**Stated goal A**
Put the records into a Markdown table with the columns Row and Line, covering only the stretch from the line containing "In this exercise you will point out the bird wing" through the line containing "[(307, 331)]" and leaving out blank lines.
## begin Source passage
I cannot attach an image.But follow the steps one by one.
Draw a triangle APQ.angle PQA=90.PQ=h.angle PAQ=45.Say AQ=l.
h/l=tan45
Or,l=h
Now draw a point inside the triangle.This point is B.join AB.AB=d.Drop a perpendicular from B on AQ.name the touching point M.This will from another triangle ABM.angle BAM=30.say AM=x and BM=y.say BN=x'.
SO l=x'+x
Or,h=x'+x
We can find out x from triamgle ABM.
cos30=x/d
Or,x=root(3)d/2
Sin30=y/d
Or,y=d/2
Join PB.drop a perpendicular from B on PQ.name the touching point N.angle PBN=60.NQ=y.PN=h-y.
tan60=(h-y)/x'
x'=(h-d/2)/root3
Put these values in l=h=x+x' and you will get answer.
 
						

							
Typing here is really painful.I typed at one place,it appeared at another place.
After "BM=y" please do the drawing "join PB".then go back to BN=x' and  do each step.
 
 
						

							
In ΔAPQ, Q is right angle, PAQ=π/4, PQ=h (given)
PQ/AQ=tan(π/4)=1 => AQ=PQ=h
Locate point B in this Δ such that BAQ= π/6
From B, drop perpendiculars onto PQ & AQ respectively cutting them at R & C.
Thus ABC & PBR are two Δs with AB=d & BCQR is a rectangle.
 
In triangle ΔABC, AC=d*cos(π/6) = d√3/2, BC = d*sin(π/6)=d/2

Also, BR=CQ=AQ-AC=(h-d√3/2)=(2h-d√3)/2
QR=BC=d/2; PR=PQ-QR=(h-d/2)=(2h-d)/2
PBR = π/3 (given)
 
In ΔPBR, PR/BR=tan(π/3)
=> [(2h-d)/2]/[(2h- d√3)/2]= √3
=> (2h-d)/(2h- d√3)= √3
=> 2h-d= √3*(2h- d√3)
=> 2h-d = (2√3h-3d)
=> 2h*(√3-1)=3d-d=2d
=> d= h*(√3-1)
 
Trust this helps.
## end Source passage
**Stated goal B**
Reproduce the stretch of the geometry thread from "Thus ABC & PBR" through "In ΔPBR, PR/BR=tan(π/3)", substituting "quadrilateral" for "rectangle".
## begin Data listing
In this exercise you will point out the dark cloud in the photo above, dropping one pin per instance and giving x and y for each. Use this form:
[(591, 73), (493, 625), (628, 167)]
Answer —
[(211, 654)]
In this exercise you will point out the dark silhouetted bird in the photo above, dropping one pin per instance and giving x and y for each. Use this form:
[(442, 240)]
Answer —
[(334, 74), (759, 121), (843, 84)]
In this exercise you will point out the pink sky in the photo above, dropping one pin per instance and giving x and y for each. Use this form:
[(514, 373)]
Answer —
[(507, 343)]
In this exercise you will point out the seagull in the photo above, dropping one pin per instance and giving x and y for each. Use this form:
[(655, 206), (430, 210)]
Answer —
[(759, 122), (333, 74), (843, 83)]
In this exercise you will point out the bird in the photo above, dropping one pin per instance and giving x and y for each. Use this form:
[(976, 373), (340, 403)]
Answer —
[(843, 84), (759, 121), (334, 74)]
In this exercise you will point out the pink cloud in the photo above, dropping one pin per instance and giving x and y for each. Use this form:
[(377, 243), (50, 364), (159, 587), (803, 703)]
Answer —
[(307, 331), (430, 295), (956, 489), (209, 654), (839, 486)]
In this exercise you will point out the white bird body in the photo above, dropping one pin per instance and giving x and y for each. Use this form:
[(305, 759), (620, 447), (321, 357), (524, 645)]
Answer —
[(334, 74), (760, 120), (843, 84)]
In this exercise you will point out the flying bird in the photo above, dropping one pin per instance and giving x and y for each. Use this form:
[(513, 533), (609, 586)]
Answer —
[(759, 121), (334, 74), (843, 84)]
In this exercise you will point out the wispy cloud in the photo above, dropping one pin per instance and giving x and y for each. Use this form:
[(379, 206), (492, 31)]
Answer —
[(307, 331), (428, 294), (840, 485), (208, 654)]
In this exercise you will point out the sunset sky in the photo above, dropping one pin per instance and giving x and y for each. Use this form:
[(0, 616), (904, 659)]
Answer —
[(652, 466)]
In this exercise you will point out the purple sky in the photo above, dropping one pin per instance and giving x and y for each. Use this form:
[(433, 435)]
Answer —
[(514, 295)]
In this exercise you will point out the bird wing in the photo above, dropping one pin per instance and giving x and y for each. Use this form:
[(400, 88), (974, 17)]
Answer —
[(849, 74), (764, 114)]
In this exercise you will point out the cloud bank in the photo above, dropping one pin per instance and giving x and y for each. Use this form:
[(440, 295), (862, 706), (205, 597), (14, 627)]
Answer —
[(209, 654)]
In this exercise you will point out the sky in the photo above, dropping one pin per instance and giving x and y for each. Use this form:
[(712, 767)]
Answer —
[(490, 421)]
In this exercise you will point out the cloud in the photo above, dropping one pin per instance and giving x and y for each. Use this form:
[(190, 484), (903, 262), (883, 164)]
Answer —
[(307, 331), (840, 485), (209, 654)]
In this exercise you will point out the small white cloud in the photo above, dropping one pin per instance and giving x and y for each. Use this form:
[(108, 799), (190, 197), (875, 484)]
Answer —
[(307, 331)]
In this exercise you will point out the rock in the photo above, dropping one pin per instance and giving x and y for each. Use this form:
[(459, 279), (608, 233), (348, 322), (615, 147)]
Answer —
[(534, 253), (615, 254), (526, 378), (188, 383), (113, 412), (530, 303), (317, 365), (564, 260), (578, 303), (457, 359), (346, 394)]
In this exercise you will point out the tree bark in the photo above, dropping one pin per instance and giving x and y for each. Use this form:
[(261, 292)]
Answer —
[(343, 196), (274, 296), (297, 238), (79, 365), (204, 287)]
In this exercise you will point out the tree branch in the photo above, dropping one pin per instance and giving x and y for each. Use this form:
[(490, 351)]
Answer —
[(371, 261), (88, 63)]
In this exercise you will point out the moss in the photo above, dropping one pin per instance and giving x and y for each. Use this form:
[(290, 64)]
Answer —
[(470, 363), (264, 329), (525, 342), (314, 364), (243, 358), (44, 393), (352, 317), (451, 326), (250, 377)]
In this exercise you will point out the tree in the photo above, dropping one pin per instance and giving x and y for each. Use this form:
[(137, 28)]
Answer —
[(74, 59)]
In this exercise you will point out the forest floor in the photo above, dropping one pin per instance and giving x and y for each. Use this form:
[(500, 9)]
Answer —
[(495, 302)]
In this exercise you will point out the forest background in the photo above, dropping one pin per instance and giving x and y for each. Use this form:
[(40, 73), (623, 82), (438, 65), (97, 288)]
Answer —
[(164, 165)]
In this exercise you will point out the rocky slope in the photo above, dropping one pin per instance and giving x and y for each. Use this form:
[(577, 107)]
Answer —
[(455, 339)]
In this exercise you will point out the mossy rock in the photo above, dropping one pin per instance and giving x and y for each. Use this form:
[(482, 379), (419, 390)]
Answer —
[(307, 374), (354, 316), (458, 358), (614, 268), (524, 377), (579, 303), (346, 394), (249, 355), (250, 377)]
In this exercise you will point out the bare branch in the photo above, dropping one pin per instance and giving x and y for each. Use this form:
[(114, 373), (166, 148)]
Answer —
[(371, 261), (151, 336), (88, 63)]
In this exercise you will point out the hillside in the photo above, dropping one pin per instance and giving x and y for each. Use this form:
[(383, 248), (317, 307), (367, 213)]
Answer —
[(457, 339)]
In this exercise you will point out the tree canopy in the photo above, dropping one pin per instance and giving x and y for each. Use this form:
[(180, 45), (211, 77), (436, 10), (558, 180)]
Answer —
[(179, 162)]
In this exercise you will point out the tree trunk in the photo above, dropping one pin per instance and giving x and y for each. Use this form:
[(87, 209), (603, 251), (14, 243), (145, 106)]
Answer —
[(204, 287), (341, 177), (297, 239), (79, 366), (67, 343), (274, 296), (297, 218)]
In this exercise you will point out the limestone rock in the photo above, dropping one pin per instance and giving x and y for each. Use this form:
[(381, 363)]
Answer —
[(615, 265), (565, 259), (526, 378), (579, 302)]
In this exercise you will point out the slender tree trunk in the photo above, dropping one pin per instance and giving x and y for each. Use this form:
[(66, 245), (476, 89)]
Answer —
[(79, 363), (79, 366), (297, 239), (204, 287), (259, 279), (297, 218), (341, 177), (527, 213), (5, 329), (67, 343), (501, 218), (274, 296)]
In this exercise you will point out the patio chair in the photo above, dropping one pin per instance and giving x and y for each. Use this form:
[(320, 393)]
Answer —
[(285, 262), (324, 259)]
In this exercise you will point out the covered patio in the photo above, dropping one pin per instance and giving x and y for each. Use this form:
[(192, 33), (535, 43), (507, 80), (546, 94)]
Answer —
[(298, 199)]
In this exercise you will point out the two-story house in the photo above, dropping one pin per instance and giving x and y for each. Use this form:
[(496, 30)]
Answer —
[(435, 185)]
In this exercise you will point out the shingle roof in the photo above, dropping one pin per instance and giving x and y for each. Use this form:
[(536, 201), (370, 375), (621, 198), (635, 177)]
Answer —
## end Data listing
**Right answer A**
| Row | Line |
|---|---|
| 1 | In this exercise you will point out the bird wing in the photo above, dropping one pin per instance and giving x and y for each. Use this form: |
| 2 | [(400, 88), (974, 17)] |
| 3 | Answer — |
| 4 | [(849, 74), (764, 114)] |
| 5 | In this exercise you will point out the cloud bank in the photo above, dropping one pin per instance and giving x and y for each. Use this form: |
| 6 | [(440, 295), (862, 706), (205, 597), (14, 627)] |
| 7 | Answer — |
| 8 | [(209, 654)] |
| 9 | In this exercise you will point out the sky in the photo above, dropping one pin per instance and giving x and y for each. Use this form: |
| 10 | [(712, 767)] |
| 11 | Answer — |
| 12 | [(490, 421)] |
| 13 | In this exercise you will point out the cloud in the photo above, dropping one pin per instance and giving x and y for each. Use this form: |
| 14 | [(190, 484), (903, 262), (883, 164)] |
| 15 | Answer — |
| 16 | [(307, 331), (840, 485), (209, 654)] |
| 17 | In this exercise you will point out the small white cloud in the photo above, dropping one pin per instance and giving x and y for each. Use this form: |
| 18 | [(108, 799), (190, 197), (875, 484)] |
| 19 | Answer — |
| 20 | [(307, 331)] |

**Right answer B**
Thus ABC & PBR are two Δs with AB=d & BCQR is a quadrilateral.
 
In triangle ΔABC, AC=d*cos(π/6) = d√3/2, BC = d*sin(π/6)=d/2

Also, BR=CQ=AQ-AC=(h-d√3/2)=(2h-d√3)/2
QR=BC=d/2; PR=PQ-QR=(h-d/2)=(2h-d)/2
PBR = π/3 (given)
 
In ΔPBR, PR/BR=tan(π/3)